_Extract_.
NVlabs / FoundationPose

[CVPR 2024 Highlight] FoundationPose: Unified 6D Pose Estimation and Tracking of Novel Objects
https://nvlabs.github.io/FoundationPose/
Other
955 stars 99 forks source link

argument 'depth' expects an array with 2 dimension(s) but the passed array has 3 dimension(s) #86

Closed shzcuber closed 3 weeks ago

shzcuber commented 3 weeks ago

Hi! I'm currently trying to run run_demo.py with custom data, which is shown here: https://drive.google.com/drive/folders/1kgTLsdPFzi3turJK_z32xSxiX7kVVLKg?usp=drive_link.

I'm using a mesh file provided in the demo reference images (the cheezit box one, 2nd one in the 16 reference images one).

I'm getting the below error when running the code. I think it's an issue with my depth files, because if I replace them with blank png's as in the demo data, it works but not correctly. Does anyone know the issue with my data here?

_Given request A_.
Show each line of the records below that contains the string "grass". Case counts.

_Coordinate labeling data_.

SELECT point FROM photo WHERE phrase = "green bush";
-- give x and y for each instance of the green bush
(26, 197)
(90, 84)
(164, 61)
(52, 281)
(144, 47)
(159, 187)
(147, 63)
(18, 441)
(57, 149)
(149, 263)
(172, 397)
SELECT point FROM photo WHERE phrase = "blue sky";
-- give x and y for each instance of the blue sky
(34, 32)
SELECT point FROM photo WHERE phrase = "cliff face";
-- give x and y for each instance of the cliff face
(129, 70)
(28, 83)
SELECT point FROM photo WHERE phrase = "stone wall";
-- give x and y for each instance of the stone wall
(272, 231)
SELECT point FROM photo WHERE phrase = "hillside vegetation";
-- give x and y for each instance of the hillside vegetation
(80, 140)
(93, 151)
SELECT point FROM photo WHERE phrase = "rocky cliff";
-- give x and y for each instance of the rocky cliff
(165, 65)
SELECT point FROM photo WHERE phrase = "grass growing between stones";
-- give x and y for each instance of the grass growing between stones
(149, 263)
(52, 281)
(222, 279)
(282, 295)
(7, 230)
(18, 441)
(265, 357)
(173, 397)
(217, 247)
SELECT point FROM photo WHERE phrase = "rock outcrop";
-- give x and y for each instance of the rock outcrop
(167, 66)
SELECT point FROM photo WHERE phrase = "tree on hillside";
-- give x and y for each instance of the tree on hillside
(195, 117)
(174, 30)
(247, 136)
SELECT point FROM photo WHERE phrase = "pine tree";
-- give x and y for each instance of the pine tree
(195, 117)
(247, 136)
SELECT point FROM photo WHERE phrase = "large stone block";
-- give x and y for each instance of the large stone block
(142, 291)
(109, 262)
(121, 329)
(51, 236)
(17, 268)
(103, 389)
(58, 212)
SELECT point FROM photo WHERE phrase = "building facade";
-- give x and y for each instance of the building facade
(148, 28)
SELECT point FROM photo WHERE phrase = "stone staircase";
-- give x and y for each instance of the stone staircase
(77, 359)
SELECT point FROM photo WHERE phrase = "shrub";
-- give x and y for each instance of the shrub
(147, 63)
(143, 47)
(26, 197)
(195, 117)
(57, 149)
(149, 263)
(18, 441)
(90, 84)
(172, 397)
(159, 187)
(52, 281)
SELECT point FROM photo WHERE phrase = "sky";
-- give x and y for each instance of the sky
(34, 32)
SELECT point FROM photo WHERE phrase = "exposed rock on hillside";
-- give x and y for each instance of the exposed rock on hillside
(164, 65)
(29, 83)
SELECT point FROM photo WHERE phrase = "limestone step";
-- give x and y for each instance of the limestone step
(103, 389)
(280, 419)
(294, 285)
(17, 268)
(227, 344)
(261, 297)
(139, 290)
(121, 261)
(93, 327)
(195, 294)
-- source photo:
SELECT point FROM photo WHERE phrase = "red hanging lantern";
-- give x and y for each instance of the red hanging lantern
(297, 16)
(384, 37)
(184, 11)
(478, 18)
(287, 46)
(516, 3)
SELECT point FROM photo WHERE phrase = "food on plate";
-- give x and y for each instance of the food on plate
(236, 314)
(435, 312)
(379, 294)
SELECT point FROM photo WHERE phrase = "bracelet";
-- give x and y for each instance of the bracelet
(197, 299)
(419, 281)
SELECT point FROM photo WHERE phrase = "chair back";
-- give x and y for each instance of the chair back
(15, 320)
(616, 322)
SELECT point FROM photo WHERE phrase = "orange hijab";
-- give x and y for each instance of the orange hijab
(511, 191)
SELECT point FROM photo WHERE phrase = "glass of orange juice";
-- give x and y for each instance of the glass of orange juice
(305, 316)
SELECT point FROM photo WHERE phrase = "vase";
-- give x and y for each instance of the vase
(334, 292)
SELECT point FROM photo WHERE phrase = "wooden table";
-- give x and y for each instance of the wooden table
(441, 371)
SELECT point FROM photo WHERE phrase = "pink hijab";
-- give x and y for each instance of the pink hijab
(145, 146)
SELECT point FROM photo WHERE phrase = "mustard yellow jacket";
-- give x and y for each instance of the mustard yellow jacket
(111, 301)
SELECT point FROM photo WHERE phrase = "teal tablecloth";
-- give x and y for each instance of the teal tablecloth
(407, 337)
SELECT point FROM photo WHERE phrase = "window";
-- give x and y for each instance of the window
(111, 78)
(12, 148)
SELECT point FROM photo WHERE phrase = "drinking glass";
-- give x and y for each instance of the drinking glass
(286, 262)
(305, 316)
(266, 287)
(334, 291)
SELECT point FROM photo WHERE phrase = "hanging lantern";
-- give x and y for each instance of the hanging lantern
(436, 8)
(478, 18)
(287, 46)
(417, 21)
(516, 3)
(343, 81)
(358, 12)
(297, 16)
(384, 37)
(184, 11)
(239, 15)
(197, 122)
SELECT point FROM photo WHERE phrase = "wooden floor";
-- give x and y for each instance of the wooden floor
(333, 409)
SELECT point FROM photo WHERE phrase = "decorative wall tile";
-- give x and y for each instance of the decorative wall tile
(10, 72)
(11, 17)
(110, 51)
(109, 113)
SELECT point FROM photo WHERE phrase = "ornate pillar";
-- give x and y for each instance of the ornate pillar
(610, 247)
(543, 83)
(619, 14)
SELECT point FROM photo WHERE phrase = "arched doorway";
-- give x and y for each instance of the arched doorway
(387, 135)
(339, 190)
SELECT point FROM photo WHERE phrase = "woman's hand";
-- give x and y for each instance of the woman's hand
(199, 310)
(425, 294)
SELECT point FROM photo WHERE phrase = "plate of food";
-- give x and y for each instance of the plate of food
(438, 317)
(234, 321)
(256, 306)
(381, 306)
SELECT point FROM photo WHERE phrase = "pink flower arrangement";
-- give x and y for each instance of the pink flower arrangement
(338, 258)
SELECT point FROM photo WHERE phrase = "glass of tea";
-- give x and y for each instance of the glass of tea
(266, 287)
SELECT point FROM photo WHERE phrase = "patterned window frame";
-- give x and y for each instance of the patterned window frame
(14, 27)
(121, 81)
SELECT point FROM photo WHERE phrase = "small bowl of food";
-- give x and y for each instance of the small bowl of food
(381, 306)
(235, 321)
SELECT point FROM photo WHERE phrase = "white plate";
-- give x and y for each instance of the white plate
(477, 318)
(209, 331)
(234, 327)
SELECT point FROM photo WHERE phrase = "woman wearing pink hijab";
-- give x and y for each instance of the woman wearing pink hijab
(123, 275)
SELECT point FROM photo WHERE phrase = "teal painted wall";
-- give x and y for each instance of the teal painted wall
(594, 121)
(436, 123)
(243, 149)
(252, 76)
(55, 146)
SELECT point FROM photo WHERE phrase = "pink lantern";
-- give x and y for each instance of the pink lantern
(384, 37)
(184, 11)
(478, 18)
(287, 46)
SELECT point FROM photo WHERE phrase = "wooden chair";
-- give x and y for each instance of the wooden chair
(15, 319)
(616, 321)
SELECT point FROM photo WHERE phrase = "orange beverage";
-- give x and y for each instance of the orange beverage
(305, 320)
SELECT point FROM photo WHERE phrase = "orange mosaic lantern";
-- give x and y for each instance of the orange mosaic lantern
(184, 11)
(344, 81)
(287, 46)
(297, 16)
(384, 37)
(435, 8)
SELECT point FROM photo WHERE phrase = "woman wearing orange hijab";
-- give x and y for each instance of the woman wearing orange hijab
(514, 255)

_Given request B_.
In the issue thread, what did the poster swap in for their depth files that let the code run?

_Reply A_.
SELECT point FROM photo WHERE phrase = "grass growing between stones";
-- give x and y for each instance of the grass growing between stones

_Reply B_.
Blank PNGs, as in the demo data.